[WHAT YOU HAVE TO DO]
An exact reproduction of the records is required, with all images left out.

Point annotations for photos:
===

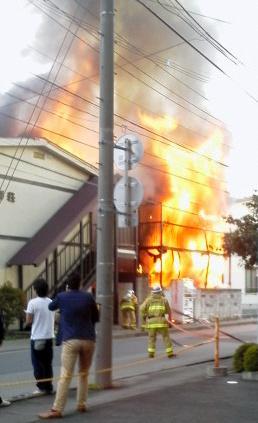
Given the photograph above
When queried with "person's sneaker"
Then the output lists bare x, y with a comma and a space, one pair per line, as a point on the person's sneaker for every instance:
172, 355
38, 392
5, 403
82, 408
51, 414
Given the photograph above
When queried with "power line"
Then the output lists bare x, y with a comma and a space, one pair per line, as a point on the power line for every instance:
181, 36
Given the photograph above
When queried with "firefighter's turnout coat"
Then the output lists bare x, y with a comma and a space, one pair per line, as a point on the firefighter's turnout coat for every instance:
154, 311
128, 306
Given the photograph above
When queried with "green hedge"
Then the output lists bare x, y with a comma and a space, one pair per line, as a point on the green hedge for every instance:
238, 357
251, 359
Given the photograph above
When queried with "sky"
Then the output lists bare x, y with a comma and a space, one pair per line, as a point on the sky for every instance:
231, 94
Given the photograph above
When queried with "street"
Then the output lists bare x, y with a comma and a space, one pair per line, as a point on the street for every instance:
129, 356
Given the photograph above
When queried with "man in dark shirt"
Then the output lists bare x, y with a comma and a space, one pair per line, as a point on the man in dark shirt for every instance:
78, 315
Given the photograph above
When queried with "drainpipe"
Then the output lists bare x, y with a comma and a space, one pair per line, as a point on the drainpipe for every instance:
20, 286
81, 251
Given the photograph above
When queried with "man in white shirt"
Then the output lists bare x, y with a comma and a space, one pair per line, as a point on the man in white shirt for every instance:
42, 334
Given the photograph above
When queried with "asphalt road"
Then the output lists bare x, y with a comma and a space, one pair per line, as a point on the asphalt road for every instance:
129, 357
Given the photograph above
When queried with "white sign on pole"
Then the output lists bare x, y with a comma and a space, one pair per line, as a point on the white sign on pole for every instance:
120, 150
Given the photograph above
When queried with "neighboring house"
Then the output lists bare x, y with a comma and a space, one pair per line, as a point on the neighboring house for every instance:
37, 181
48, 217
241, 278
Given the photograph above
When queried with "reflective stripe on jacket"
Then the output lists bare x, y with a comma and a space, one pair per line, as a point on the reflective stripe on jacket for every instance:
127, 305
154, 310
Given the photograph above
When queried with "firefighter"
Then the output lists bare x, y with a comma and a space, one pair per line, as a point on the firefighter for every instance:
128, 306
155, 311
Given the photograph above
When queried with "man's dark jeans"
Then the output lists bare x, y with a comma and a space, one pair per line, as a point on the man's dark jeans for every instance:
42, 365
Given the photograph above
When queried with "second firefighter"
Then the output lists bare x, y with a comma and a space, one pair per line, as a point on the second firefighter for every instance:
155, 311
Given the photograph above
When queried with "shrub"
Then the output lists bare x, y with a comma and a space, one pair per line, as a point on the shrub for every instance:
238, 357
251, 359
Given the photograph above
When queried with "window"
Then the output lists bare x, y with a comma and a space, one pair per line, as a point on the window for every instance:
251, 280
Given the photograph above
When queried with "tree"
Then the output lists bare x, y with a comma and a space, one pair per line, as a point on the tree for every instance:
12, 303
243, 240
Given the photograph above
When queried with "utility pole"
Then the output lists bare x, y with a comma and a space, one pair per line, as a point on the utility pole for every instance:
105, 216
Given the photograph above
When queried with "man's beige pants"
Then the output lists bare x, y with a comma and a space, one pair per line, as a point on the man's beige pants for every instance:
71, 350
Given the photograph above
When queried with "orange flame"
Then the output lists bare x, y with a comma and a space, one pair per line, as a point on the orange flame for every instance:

===

[EXERCISE ANSWER]
Given the photograph above
When queried with "person's sneaker"
Then the output lists bare x, y with a comma and a space, one pair per line, as a point on the person's sneaker for every instance:
172, 355
38, 392
5, 403
82, 408
51, 414
Given the photograph above
When queried with "power line"
Then the output lists bare x, y with a comma and a space, one pair per line, as a point on the power line for every instance:
181, 36
Given the photograph above
When queried with "firefighter's turnout coat"
Then the output lists bare x, y with a comma and a space, one pair per line, as a point on the firefighter's turnout coat for every instance:
154, 311
128, 306
Given the photograph above
When queried with "green hedge"
Then the output lists bare x, y with a comma and a space, one pair per line, as a point on the green hedge for every instance:
238, 357
251, 359
Given the photograph above
When queried with "sky"
Then the output lists bare x, y with a comma and a space, one pair per line, as a point on the sky for every instance:
231, 94
Given the photograph above
When queried with "street"
Then the output lists bare x, y with a comma and a space, one pair per line, as a point on the street for every instance:
129, 356
Given the photograph above
When queried with "man in dark shirt"
Then the output lists bare x, y with a comma and a space, one pair per line, as a point on the man in dark shirt for every instance:
78, 315
Given the photograph above
When queried with "drainpipe"
Then the output lists bare x, y with a comma and a space, one pair per line, as a point on the drainpipe for every instance:
20, 286
81, 251
Given the photograph above
When queried with "man in white shirt"
Then the output lists bare x, y with a comma and a space, one pair per line, as a point on the man in white shirt for every instance:
42, 334
Given the photograph above
When queried with "asphalt road"
Then the output lists bare x, y with a comma and a space, one pair per line, as a point on the asphalt road for every instance:
129, 357
Given the photograph above
When queried with "white sign on pole"
Then the output lists bare x, y with a comma and a space, one pair per line, as a point on the white sign on pole for every instance:
120, 150
Given the photograph above
When queried with "neighboring house"
Then the output lists bare x, y with a comma and a space, one pair per line, as a point on the neighboring house for every instance:
37, 181
48, 217
241, 278
Given the photograph above
When queried with "reflective stripe on jacket"
Then the output lists bare x, y with a comma and a space, one pair per line, as a point on the reflective stripe on jacket for every instance:
127, 305
154, 310
Given the photograph above
When queried with "firefighter"
Then the output lists bare x, y with a comma and a space, one pair per line, as a point on the firefighter for every instance:
128, 306
155, 311
Given the photograph above
When queried with "man's dark jeans"
Then the output lists bare x, y with a comma and a space, one pair per line, as a point on the man's dark jeans for every instance:
42, 365
Given the photograph above
When queried with "second firefighter"
Then the output lists bare x, y with a comma and a space, one pair per line, as a point on the second firefighter for every instance:
155, 311
Given the photograph above
When queried with "shrub"
Then the output lists bare x, y with a comma and a space, one pair per line, as a point on the shrub for every instance:
238, 357
251, 359
Given the photograph above
When queried with "window"
Then the output lists bare x, y with a comma and a space, one pair per line, as a point on the window for every instance:
251, 280
Given the photograph above
When queried with "tree"
Then the output lists bare x, y with a comma and a space, one pair per line, as a point on the tree for every instance:
12, 303
243, 240
Given the photograph above
When queried with "utility pole"
Then the output lists bare x, y with a comma and a space, one pair per line, as a point on the utility pole for every instance:
105, 216
Given the photograph above
When queried with "man's beige pants"
Then the output lists bare x, y with a comma and a space, one pair per line, as a point on the man's beige pants for every instance:
71, 350
Given the photograph above
When queried with "orange flame"
Then the output lists bare x, y with a comma and a space, one pair per line, as a point on the orange flame for every instance:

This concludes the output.